Não é de outra coisa que se trata, na última década, no sertão da caatinga senão da confecção sorrateira e festiva de uma roupagem inteira nova para os homens e mulheres que desejam viver onde moram.

Há dez anos a alvissareira 3ª Conferência das Partes da Convenção de Combate à Desertificação – COP3 da ONU, em Recife, não provocou tanto efeito quanto o encontro paralelo da nascente Articulação do Semiárido Brasileiro – logo batizada com o gracioso apelido de ASA-Brasil – que congregava grupos interessados em subverter a postura de exílio miserável imposta aos povos do semiárido para beneficiar meia dúzia de coronéis barrigudos. No dia 26 de novembro de 1999, contrariando as expectativas do mundo piedoso com os pobres coitados sem água, gente aliada aos supostos pobres-coitados-sem-água anunciava a festiva e profética Declaração do Semiárido Brasileiro, sinal convincente de que a roupa velha já não nos servia. Os povos do semiárido e aqueles que se apaixonaram pela caatinga proclamaram a firme disposição de não só morar aqui, como quem está prestes a ir embora, mas de viver aqui; a verdade de que o nosso sonho não é se escafeder para terras alheias, que nosso destino não é migrar ou morrer de sede, que é possível viver na caatinga, resgatando e melhorando tecnologias adequadas para o calor intenso, assim como vivem os esquimós no gelo seco do Ártico, assim como vivem os indígenas nas alturas de ar rarefeito dos Andes, assim como vivem os cosmopolitas em meio ao barulho e à multidão da Grande Cidade – não se com-bate o mundo onde nos foi dado existir, se con-vive!

DADOS EXTRAÍDOS
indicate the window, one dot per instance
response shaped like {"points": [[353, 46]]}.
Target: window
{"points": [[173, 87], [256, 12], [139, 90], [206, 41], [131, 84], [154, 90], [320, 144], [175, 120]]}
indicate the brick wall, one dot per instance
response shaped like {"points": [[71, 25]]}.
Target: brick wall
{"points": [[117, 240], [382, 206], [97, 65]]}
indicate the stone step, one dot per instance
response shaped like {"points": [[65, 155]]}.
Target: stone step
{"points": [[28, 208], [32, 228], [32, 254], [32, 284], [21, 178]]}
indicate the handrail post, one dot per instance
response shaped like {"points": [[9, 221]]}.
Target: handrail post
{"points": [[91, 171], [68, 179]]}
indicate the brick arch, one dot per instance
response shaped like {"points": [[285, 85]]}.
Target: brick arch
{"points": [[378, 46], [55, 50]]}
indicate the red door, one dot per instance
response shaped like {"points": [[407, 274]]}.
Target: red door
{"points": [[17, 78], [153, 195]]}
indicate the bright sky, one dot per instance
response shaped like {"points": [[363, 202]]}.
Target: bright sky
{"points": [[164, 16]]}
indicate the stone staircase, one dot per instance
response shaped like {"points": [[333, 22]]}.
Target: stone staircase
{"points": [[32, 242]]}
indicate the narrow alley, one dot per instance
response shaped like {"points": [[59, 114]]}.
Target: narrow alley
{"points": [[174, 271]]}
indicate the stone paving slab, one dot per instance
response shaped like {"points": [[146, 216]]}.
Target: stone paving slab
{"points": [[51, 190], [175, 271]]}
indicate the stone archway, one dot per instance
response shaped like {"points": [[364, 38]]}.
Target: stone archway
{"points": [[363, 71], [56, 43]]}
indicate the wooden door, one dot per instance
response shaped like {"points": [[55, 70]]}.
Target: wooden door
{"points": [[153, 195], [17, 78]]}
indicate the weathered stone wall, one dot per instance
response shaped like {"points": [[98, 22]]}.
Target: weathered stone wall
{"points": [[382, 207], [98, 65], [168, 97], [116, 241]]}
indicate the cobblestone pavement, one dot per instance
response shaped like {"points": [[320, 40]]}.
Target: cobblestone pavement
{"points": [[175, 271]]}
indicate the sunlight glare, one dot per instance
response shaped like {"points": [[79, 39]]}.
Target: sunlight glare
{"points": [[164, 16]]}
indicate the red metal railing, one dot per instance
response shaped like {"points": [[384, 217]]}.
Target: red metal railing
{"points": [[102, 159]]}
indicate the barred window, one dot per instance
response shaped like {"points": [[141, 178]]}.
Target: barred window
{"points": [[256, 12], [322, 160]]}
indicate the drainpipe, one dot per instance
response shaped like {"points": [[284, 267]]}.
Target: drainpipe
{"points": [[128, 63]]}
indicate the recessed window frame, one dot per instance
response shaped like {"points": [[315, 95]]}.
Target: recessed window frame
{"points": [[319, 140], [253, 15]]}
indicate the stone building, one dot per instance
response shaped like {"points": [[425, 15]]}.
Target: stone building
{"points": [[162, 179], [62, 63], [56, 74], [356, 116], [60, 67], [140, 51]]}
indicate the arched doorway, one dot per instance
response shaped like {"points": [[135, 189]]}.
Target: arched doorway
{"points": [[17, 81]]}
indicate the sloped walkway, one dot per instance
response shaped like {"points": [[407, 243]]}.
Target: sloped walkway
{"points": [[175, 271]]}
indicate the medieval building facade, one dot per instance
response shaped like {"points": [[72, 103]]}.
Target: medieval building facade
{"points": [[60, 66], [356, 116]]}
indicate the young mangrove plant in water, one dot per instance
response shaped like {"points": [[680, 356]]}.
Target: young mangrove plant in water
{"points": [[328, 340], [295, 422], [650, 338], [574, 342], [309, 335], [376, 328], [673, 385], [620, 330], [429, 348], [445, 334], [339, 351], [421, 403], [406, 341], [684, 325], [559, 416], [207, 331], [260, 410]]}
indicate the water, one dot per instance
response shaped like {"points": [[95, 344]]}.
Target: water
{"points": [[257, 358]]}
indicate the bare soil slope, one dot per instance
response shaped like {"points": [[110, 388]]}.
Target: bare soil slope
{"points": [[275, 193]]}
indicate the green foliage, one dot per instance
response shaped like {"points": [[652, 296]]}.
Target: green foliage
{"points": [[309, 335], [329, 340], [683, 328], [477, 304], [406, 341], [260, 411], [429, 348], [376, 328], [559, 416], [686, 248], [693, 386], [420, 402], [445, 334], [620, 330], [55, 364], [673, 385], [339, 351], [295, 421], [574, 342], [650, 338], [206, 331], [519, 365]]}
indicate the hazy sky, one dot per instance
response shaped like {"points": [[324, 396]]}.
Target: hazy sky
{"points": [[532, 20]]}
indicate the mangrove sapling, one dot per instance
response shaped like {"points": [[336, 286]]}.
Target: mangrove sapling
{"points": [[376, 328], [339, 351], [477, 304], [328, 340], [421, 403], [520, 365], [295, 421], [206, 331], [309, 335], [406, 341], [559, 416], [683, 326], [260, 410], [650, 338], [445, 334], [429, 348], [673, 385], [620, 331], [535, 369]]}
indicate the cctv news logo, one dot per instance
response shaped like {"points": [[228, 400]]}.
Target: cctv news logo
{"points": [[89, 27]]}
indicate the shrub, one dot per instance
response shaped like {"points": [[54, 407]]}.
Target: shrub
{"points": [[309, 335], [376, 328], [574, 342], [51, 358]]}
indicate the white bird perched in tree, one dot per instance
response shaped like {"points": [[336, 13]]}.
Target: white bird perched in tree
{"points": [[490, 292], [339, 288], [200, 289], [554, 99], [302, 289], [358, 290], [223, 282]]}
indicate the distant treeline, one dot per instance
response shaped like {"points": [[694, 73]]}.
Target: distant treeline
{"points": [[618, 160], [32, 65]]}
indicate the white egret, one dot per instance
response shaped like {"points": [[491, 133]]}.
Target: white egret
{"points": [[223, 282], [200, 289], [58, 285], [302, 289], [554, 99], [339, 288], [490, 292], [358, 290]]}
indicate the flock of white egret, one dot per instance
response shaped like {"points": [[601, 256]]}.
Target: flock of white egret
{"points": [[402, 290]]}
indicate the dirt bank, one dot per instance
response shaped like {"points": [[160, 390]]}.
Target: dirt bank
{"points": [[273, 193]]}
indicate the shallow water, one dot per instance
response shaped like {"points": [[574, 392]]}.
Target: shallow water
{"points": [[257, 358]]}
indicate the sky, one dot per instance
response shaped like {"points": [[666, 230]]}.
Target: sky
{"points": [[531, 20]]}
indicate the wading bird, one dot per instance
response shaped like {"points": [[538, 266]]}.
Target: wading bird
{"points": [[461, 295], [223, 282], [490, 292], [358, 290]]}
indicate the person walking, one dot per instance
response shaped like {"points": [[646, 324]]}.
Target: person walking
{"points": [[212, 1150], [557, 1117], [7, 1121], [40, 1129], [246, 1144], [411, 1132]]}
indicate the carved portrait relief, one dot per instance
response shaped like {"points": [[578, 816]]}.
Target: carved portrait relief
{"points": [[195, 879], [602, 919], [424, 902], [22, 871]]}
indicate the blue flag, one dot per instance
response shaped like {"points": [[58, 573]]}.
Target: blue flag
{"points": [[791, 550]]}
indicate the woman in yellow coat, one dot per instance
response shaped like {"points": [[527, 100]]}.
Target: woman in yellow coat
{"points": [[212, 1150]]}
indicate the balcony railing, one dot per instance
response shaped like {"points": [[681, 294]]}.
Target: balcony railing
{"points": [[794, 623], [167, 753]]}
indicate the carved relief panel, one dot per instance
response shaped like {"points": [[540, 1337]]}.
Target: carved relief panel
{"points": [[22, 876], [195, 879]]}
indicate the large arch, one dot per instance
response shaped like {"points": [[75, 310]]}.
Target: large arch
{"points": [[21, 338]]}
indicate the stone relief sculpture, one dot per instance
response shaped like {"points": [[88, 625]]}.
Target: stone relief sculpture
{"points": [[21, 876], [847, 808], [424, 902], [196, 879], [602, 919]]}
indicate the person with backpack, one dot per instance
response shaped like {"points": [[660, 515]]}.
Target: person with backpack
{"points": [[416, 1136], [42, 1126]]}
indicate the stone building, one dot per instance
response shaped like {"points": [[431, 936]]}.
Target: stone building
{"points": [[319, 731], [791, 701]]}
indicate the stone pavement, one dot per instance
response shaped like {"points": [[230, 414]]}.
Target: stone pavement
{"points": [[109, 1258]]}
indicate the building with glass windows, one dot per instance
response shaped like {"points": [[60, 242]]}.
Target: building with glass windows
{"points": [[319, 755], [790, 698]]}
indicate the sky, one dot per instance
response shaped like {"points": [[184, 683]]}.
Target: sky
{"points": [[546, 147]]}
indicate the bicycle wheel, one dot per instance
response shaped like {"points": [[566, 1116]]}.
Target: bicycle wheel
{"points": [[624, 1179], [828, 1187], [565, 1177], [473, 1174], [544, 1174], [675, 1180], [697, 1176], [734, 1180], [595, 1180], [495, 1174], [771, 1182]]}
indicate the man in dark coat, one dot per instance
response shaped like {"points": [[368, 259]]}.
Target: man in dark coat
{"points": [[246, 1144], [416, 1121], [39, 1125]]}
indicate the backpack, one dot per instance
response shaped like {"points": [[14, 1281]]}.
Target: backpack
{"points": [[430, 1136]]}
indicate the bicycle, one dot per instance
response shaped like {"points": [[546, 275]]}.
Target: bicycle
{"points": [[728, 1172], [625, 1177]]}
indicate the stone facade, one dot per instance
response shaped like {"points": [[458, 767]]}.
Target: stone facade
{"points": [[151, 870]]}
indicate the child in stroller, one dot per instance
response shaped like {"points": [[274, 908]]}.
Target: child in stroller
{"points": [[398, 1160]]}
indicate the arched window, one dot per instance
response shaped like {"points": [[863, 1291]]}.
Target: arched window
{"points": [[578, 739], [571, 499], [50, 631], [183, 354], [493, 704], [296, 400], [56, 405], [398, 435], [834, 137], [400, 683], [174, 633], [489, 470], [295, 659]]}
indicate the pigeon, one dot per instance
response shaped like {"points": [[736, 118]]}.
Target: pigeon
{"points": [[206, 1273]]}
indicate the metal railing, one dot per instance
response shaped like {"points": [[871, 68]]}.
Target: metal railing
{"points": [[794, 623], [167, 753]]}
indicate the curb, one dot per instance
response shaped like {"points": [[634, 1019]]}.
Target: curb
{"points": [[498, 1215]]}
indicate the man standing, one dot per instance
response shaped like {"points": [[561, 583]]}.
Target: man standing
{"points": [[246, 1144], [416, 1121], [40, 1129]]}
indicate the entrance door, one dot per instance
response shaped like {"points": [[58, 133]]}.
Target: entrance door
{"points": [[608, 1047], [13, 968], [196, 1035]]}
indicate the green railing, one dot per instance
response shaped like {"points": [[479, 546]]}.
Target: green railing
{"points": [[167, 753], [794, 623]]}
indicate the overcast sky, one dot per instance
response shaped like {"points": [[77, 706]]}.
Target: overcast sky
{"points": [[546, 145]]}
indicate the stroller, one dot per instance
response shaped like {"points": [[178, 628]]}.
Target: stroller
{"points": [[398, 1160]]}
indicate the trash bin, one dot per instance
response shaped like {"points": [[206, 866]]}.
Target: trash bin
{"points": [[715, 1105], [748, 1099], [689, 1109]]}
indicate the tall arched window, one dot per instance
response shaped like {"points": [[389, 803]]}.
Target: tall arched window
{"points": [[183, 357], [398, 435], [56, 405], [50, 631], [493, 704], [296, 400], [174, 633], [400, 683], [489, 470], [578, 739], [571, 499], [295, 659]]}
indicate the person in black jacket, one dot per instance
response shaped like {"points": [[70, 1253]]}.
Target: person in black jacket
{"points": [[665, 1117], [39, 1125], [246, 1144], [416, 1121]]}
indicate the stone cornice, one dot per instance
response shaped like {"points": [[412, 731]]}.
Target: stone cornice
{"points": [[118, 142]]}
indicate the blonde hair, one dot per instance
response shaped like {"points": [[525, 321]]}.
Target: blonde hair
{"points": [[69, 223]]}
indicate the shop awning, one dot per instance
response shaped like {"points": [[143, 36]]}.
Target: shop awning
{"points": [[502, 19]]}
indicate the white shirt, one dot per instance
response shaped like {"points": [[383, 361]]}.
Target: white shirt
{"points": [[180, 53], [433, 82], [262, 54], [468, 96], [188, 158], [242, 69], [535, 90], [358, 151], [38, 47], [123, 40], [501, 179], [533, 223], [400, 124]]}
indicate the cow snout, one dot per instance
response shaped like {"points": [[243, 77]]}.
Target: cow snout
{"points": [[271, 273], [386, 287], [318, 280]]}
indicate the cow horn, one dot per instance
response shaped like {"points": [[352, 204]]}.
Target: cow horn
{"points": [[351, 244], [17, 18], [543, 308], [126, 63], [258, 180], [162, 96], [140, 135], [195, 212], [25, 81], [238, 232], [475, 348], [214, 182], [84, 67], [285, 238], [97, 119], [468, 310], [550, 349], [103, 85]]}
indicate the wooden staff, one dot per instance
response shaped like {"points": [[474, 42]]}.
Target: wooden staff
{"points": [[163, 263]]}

SOLICITAÇÃO
Repita sem nenhuma alteração a parte do trecho sobre o semiárido que começa em "Não é de outra" e segue até "viver onde moram.". As entradas são um material à parte, independente do trecho.

RESPOSTA DA TAREFA
Não é de outra coisa que se trata, na última década, no sertão da caatinga senão da confecção sorrateira e festiva de uma roupagem inteira nova para os homens e mulheres que desejam viver onde moram.